#### Exercise brief
The entries below are to be repeated exactly as they stand.

#### Point annotation records
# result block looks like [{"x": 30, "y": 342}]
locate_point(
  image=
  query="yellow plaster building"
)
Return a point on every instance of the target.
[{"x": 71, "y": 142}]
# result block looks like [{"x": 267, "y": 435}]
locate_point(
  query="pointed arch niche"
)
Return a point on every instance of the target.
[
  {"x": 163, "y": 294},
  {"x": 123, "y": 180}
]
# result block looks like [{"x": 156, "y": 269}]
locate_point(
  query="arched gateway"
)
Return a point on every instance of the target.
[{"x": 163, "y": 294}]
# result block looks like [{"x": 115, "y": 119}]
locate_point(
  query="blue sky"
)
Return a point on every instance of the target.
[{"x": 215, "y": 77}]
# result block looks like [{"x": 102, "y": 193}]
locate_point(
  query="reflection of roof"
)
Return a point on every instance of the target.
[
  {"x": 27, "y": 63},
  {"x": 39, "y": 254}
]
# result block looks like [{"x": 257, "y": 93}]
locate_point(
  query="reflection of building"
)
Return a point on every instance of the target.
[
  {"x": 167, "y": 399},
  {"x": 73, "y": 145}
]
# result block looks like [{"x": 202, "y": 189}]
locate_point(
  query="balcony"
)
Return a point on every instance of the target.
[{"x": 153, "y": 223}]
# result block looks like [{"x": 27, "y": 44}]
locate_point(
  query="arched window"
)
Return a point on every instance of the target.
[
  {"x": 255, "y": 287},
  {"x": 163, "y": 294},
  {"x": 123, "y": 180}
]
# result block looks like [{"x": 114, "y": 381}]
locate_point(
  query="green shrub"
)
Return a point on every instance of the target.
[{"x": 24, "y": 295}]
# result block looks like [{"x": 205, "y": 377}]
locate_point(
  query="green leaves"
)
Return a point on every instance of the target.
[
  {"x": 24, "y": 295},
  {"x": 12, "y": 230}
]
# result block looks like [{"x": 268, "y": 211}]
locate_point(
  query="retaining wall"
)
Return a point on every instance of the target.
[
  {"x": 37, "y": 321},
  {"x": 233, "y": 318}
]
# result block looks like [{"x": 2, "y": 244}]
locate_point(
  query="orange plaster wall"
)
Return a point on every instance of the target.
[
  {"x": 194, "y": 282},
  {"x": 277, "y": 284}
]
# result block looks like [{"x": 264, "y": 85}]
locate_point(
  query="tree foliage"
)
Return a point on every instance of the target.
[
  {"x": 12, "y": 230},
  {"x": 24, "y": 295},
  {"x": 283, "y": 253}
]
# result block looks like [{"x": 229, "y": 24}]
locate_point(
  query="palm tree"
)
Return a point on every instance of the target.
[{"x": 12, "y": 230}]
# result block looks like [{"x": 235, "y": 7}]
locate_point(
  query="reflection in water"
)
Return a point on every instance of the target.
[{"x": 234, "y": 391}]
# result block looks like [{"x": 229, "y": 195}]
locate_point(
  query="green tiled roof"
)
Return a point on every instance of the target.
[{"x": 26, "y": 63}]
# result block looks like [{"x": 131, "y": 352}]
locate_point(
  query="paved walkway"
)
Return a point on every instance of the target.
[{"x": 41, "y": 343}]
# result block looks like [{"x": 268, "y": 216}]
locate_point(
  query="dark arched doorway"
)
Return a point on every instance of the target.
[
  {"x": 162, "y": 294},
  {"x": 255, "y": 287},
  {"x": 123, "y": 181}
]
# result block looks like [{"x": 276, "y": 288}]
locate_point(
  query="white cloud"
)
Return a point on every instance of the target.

#### Worked answer
# result block looks like [{"x": 30, "y": 342}]
locate_point(
  image=
  query="yellow plaster building"
)
Return a point on every instance of the target.
[{"x": 71, "y": 142}]
# result block looks like [{"x": 267, "y": 435}]
locate_point(
  query="pointed arch niche"
)
Return a point on every instance of the target.
[
  {"x": 163, "y": 294},
  {"x": 123, "y": 180}
]
# result block looks like [{"x": 156, "y": 269}]
locate_point(
  query="arched gateway"
)
Return a point on every instance of the target.
[{"x": 163, "y": 294}]
# result block looks like [{"x": 115, "y": 119}]
locate_point(
  query="blue sky"
)
Return a point on every instance of the target.
[{"x": 215, "y": 77}]
# result block looks like [{"x": 102, "y": 193}]
locate_point(
  query="reflection of roof"
)
Return a point on every instance of the target.
[
  {"x": 27, "y": 63},
  {"x": 39, "y": 254}
]
# result block looks like [{"x": 257, "y": 93}]
locate_point(
  query="reflection of building"
)
Return a point on every instance of the target.
[
  {"x": 167, "y": 399},
  {"x": 73, "y": 145}
]
# result block looks like [{"x": 202, "y": 189}]
locate_point(
  query="balcony"
)
Return a point on every instance of the target.
[{"x": 153, "y": 223}]
# result block looks like [{"x": 27, "y": 44}]
locate_point(
  query="arched window"
)
Return a point on every instance of the target.
[
  {"x": 255, "y": 287},
  {"x": 163, "y": 294},
  {"x": 123, "y": 180}
]
# result block looks like [{"x": 114, "y": 381}]
locate_point(
  query="green shrub"
)
Return a point on every instance of the target.
[{"x": 24, "y": 295}]
# result block looks like [{"x": 205, "y": 377}]
locate_point(
  query="green leaves"
)
Return a point on every instance of the target.
[
  {"x": 24, "y": 295},
  {"x": 12, "y": 230}
]
# result block looks like [{"x": 268, "y": 211}]
locate_point(
  query="retaining wall"
)
Return a point on every instance of the target.
[
  {"x": 37, "y": 321},
  {"x": 233, "y": 318}
]
# result block looks like [{"x": 2, "y": 244}]
locate_point(
  query="orange plaster wall"
)
Return a point on every instance of the target.
[
  {"x": 194, "y": 282},
  {"x": 277, "y": 284}
]
# result block looks like [{"x": 264, "y": 85}]
locate_point(
  query="tree foliage"
)
Return a point on every instance of the target.
[
  {"x": 12, "y": 230},
  {"x": 24, "y": 295},
  {"x": 283, "y": 253}
]
# result block looks like [{"x": 229, "y": 24}]
locate_point(
  query="palm tree"
)
Return a point on every instance of the target.
[{"x": 12, "y": 230}]
# result block looks like [{"x": 235, "y": 7}]
locate_point(
  query="reflection in water"
)
Return a point on every instance of the target.
[{"x": 234, "y": 391}]
# result block looks like [{"x": 229, "y": 195}]
locate_point(
  query="green tiled roof"
)
Return a point on every instance of the target.
[{"x": 26, "y": 63}]
# result block looks like [{"x": 131, "y": 352}]
locate_point(
  query="paved walkway"
)
Return a point on every instance of the target.
[{"x": 41, "y": 343}]
# result block looks like [{"x": 268, "y": 216}]
locate_point(
  query="dark arched doorway"
)
Return a point on every instance of the target.
[
  {"x": 162, "y": 294},
  {"x": 255, "y": 287},
  {"x": 123, "y": 181}
]
# result block looks like [{"x": 276, "y": 288}]
locate_point(
  query="white cloud"
)
Return a point on every instance of the target.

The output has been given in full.